AUFGABE 1 - Welcher Abgeordnete stellte laut dem Text über das Ibiza-Video die Frage nach der Vorbereitung des „Lockvogels“?
AUFGABE 2 - Führe den Text über die Aussage des Privatdetektivs zum Ibiza-Video im Anschluss an seinen letzten Satz weiter.

SEITENTEXT -
━━━━━━━━
Der Privatdetektiv und mutmaßliche Drahtzieher des Ibiza-Videos brachte am Donnerstag einige Details zur Herstellung des Materials ans Licht. (Bild: APA/ROLAND SCHLAGER)
Der Privatdetektiv und mutmaßliche Drahtzieher des Ibiza-Videos brachte am Donnerstag einige Details zur Herstellung des Materials ans Licht.

Kein Trainingslager für den „Lockvogel“
Auf die Frage des Abgeordneten David Stögmüller (Grüne) nach der Vorbereitung des „Lockvogels“ für die Video-Falle antwortete H., dass das nicht lange gedauert habe, da die Dame „durchaus intelligent“ sei. Deswegen habe es auch kein Trainingslager oder Ähnliches gegeben. Lediglich die Vorbereitung auf Ibiza habe länger gedauert, etwa wegen spezieller Themen wie der Wasser-Privatisierung. Wie er die Frau für das Video gewinnen konnte, wollte H. nicht sagen.
━━━━━━━━
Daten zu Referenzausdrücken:
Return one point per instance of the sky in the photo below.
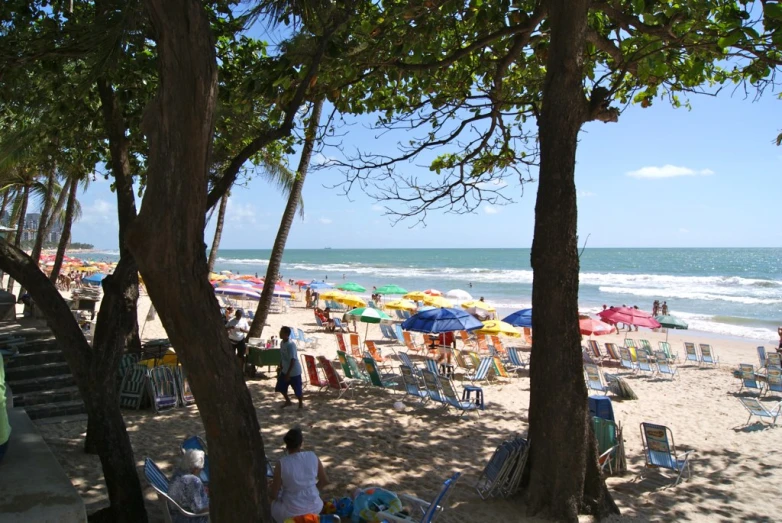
(660, 177)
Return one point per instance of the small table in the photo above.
(467, 393)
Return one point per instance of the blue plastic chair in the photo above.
(660, 450)
(426, 511)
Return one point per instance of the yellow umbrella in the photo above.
(351, 301)
(437, 301)
(330, 295)
(404, 305)
(478, 305)
(497, 327)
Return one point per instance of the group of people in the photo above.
(658, 309)
(294, 489)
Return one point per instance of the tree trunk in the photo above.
(218, 232)
(20, 229)
(167, 240)
(275, 259)
(95, 372)
(564, 477)
(65, 238)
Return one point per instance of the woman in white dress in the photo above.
(297, 478)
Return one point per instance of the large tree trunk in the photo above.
(275, 260)
(167, 240)
(218, 232)
(95, 372)
(564, 478)
(65, 238)
(19, 229)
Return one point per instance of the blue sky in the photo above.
(661, 177)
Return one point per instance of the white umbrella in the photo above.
(458, 294)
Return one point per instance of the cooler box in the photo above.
(600, 406)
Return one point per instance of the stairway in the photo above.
(41, 382)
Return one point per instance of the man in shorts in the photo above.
(290, 369)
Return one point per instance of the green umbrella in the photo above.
(390, 289)
(671, 322)
(368, 315)
(352, 287)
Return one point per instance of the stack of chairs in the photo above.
(502, 475)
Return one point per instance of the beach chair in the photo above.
(186, 397)
(411, 384)
(773, 359)
(644, 362)
(666, 348)
(626, 359)
(134, 387)
(774, 380)
(432, 386)
(452, 399)
(612, 351)
(423, 511)
(517, 363)
(483, 371)
(162, 388)
(660, 450)
(159, 483)
(374, 376)
(664, 365)
(756, 408)
(313, 375)
(595, 379)
(335, 381)
(762, 356)
(708, 356)
(749, 380)
(355, 345)
(691, 352)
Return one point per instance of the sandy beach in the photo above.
(364, 441)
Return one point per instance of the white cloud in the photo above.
(668, 171)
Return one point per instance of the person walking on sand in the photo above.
(290, 369)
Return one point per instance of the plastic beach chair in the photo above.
(660, 450)
(594, 379)
(423, 511)
(756, 408)
(159, 482)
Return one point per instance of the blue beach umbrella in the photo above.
(441, 320)
(521, 318)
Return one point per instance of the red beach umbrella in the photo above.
(629, 316)
(590, 326)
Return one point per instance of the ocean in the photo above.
(731, 292)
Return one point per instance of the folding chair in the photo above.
(756, 408)
(425, 512)
(660, 450)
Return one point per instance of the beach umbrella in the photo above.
(629, 316)
(390, 290)
(590, 326)
(496, 327)
(404, 305)
(351, 301)
(520, 318)
(458, 294)
(352, 287)
(441, 320)
(368, 315)
(437, 301)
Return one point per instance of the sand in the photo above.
(363, 441)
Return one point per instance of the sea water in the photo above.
(735, 292)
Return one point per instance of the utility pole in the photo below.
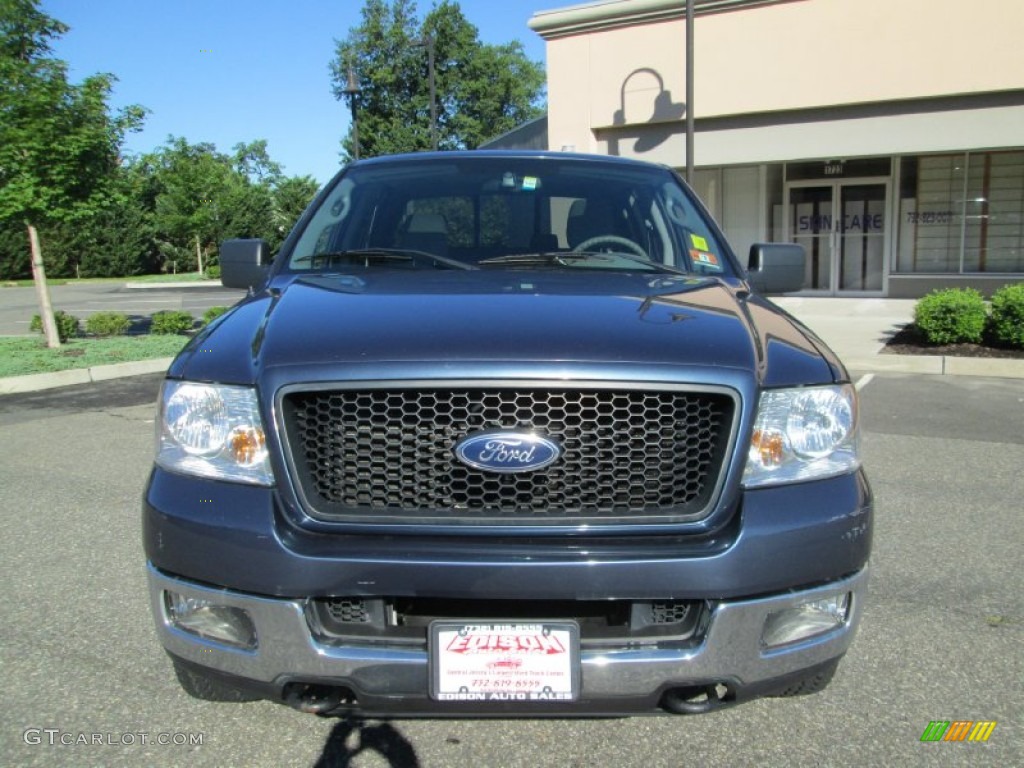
(689, 91)
(352, 91)
(427, 41)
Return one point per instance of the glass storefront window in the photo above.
(962, 213)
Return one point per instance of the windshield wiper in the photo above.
(371, 255)
(564, 258)
(551, 257)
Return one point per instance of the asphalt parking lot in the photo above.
(138, 301)
(87, 684)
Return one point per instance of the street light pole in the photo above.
(352, 91)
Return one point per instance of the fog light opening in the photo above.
(210, 621)
(806, 621)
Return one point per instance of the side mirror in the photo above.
(776, 267)
(244, 263)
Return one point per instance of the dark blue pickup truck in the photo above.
(505, 433)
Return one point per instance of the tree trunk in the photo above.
(42, 291)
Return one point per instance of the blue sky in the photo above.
(230, 71)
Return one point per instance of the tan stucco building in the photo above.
(885, 135)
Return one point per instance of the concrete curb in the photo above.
(37, 382)
(995, 368)
(175, 286)
(893, 364)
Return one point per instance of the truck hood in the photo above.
(322, 324)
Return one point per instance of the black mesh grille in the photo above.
(670, 612)
(385, 455)
(347, 610)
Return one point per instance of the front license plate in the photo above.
(504, 662)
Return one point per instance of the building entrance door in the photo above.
(843, 225)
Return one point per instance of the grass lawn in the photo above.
(20, 355)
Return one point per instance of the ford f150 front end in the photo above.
(505, 433)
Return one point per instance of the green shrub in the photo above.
(1007, 322)
(172, 322)
(108, 324)
(951, 316)
(68, 325)
(212, 313)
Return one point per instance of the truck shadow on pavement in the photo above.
(353, 736)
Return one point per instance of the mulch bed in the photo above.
(911, 341)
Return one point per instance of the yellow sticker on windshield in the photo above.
(708, 259)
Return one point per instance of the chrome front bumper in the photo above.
(730, 651)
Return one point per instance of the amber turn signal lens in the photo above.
(247, 445)
(769, 448)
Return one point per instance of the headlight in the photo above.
(213, 430)
(803, 434)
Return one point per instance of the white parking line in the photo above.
(863, 381)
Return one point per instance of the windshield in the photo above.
(476, 211)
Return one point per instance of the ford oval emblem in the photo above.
(507, 452)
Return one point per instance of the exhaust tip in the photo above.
(317, 699)
(696, 699)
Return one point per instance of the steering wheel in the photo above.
(613, 240)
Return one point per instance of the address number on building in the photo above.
(504, 662)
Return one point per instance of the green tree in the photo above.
(195, 197)
(291, 197)
(58, 142)
(481, 90)
(203, 197)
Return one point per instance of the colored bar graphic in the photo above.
(958, 730)
(935, 730)
(982, 730)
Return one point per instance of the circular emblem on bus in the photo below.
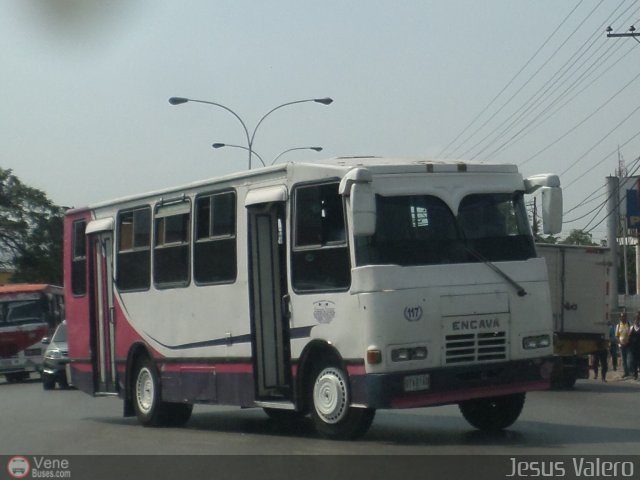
(413, 314)
(18, 467)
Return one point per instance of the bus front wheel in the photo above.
(330, 411)
(493, 414)
(150, 409)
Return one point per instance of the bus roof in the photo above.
(338, 166)
(27, 288)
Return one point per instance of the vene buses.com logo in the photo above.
(18, 467)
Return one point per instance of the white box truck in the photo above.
(579, 285)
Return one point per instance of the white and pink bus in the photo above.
(28, 313)
(330, 289)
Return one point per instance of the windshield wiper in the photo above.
(519, 290)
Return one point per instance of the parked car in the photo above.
(56, 358)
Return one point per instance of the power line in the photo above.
(600, 141)
(469, 137)
(620, 200)
(607, 69)
(464, 130)
(536, 101)
(533, 97)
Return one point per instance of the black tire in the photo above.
(329, 399)
(493, 414)
(146, 395)
(48, 382)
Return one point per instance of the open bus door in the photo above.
(100, 236)
(269, 300)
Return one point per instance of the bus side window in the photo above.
(79, 259)
(133, 270)
(171, 248)
(320, 260)
(214, 253)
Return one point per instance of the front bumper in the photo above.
(452, 384)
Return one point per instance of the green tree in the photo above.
(30, 232)
(578, 237)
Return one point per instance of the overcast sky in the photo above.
(85, 85)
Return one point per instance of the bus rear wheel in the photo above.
(329, 398)
(493, 414)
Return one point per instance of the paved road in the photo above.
(593, 419)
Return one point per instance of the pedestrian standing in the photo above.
(613, 345)
(634, 347)
(599, 359)
(622, 336)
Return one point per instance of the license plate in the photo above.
(414, 383)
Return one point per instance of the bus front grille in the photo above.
(475, 347)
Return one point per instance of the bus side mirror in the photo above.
(551, 210)
(363, 209)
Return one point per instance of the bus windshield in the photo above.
(23, 311)
(422, 230)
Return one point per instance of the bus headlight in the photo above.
(53, 354)
(408, 353)
(538, 341)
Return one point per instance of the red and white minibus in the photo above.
(331, 289)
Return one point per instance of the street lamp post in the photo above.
(221, 145)
(250, 137)
(317, 149)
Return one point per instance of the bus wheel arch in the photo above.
(136, 352)
(327, 392)
(314, 353)
(145, 393)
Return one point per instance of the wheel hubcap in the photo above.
(144, 390)
(330, 395)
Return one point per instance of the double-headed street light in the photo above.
(250, 137)
(221, 145)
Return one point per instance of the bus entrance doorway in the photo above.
(269, 301)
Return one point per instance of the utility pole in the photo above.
(612, 223)
(631, 33)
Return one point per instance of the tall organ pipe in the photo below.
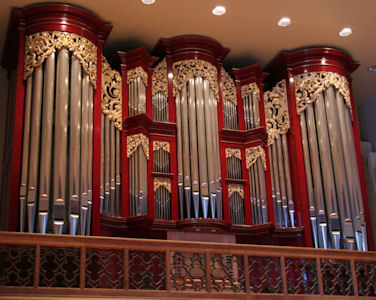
━━━━━━━━
ANTWORT 1 - David Stögmüller von den Grünen.

ANTWORT 2 -
Video sollte Spesenvorwürfe untermauern
Zu Beginn führte der Detektiv aus, dass es das Ibiza-Video nicht hätte geben müssen, wäre zu den Spesenvorwürfen von Heinz-Christian Straches Ex-Leibwächter R. richtig ermittelt worden. H. kritisierte die Polizei, die den aufliegenden Anzeigen nicht nachgegangen sei. Daher sei es erforderlich gewesen, die Vorwürfe gegen den damaligen FPÖ-Chef zu untermauern - mit einem Video. Er habe niemanden zu erpressen versucht, sagte H..

Julian H. in weißer Hose auf dem Ibiza-Video, das im Sommer 2017 aufgenommen wurde. (Bild: Spiegel TV)
Julian H. in weißer Hose auf dem Ibiza-Video, das im Sommer 2017 aufgenommen wurde.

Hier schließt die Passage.